**Exercise description**
Each of the entries below should be written out exactly as it reads.

(Region pointing data)
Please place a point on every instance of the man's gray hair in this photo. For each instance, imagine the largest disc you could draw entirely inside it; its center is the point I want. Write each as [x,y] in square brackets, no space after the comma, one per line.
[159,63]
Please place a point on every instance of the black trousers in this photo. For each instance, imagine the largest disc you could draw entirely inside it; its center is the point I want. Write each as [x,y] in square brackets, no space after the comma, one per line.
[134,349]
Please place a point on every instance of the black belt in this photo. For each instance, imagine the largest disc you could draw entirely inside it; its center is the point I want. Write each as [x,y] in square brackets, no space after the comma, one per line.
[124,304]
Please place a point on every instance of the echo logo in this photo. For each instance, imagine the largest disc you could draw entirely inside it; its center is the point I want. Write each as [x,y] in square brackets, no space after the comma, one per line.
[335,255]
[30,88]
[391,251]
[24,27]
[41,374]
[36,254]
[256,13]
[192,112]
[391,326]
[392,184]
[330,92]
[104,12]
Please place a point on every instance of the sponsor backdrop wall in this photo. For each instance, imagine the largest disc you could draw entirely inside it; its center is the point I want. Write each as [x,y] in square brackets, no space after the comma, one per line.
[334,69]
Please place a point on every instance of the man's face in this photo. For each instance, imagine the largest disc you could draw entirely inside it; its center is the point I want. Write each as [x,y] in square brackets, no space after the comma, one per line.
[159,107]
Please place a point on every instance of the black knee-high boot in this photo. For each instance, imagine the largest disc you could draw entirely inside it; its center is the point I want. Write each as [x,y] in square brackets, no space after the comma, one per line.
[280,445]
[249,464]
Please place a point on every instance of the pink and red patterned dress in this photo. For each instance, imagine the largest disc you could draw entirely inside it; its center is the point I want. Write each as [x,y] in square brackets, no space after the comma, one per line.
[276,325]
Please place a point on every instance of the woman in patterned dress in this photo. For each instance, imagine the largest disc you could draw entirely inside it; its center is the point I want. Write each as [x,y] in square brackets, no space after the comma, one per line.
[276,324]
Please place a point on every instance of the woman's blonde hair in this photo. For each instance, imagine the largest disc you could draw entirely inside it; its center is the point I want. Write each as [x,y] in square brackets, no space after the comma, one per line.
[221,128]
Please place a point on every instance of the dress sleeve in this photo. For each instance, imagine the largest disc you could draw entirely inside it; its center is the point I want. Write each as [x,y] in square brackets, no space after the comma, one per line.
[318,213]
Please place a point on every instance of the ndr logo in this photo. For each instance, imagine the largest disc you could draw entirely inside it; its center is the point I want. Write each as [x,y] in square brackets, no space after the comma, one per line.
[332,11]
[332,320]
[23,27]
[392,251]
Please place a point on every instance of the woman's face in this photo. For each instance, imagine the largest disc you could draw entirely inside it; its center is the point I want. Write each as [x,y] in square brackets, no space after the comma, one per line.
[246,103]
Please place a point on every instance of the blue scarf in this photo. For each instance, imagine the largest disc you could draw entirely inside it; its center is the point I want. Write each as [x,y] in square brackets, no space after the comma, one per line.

**Answer to this task**
Please place a point on every instance of the man's gray hair in this photo. For each instance, imagine the largest disc you could draw entirely inside it; its center is the point I want. Write each as [x,y] in square brackets, no space after the comma, one per line.
[159,63]
Please place a point on every instance of the black trousers in this photo. For each instance, imagine the largest disc you could draw entirely inside it; its center is the point I want. Write each as [x,y] in square brackets, no space after the comma, one per line.
[134,349]
Please place a point on every instance of the black belt in this photo. For each instance, imagine the largest disc you could draw entirely inside it; its center is the point I want. Write each as [x,y] in square brackets, no space after the comma, one per line.
[124,304]
Please place a point on every instance of the echo logo in this photo. For each instance, imagine the largest disc you could draw entirely inside it; its center is the point I want. Write each as [x,y] in square brackets, no space after the comma, one per line.
[335,255]
[30,88]
[391,251]
[24,27]
[41,374]
[36,254]
[256,13]
[192,112]
[391,326]
[392,184]
[330,92]
[104,12]
Please place a point on every instance of the sponsor backdrop wall in this photo. For each instance, imagine the largest disc you could draw entirely inside it; its center is the point I want. Write each as [x,y] in square brackets, no space after the comma, one per line.
[334,69]
Please place a point on every instance of the man's face in this photo. For each instance, imagine the largest disc you could draw entirely inside it; its center is the point I want. Write each as [x,y] in square brackets, no space after the comma, one per line.
[159,107]
Please place a point on every instance of the black knee-high boot in this photo. For each instance, imagine the largest disc you could draw entirely inside it; its center is the point I want. Write each as [x,y] in square brackets, no space after the comma, one per line.
[280,445]
[249,464]
Please place a point on every instance of the pink and red patterned dress in this photo. For each instance, imagine the largest disc you could draw entirely inside it; its center is the point I want. Write each as [x,y] in square brackets, no space after the comma, one per line.
[276,325]
Please place a point on every instance of the woman in patterned dress in this photo. For each instance, imagine the largest disc you could draw entirely inside it; its center is the point I want. Write each as [x,y] in square brackets, no space after the comma, one per line.
[276,324]
Please place a point on every instance of the woman's blonde hair in this photo. For each instance, imagine the largest disc you could draw entirely inside it; its center is the point I want. Write each as [x,y] in square brackets, no space after the comma, one per line.
[221,128]
Please place a point on every instance of the dress sleeve in this photo. For each instance, imagine the largest disc you could draw entirely inside it; its center is the point I want. Write each as [x,y] in square brackets, no space after the comma, one per line.
[318,213]
Please place a point on every instance of the ndr logo in this photo. For each instance, imagine the largest disc you could draw entirely inside it; its center is the point I want. Write each as [x,y] in square brackets, no space after the comma, one per line.
[332,11]
[332,320]
[23,27]
[392,251]
Please place a point on every instance of the woman's face in this photo. For each instance, imagine the largest disc you could draw entirely inside it; its center is the point I want. Write each as [x,y] in square brackets, no space after the comma, one per line.
[246,103]
Please place a point on every instance of the blue scarf in this photo. For each instance, imagine the largest disc you could draw entirely inside it; its center is the point I want. Write each as [x,y] in square brackets, no space after the comma, one per line.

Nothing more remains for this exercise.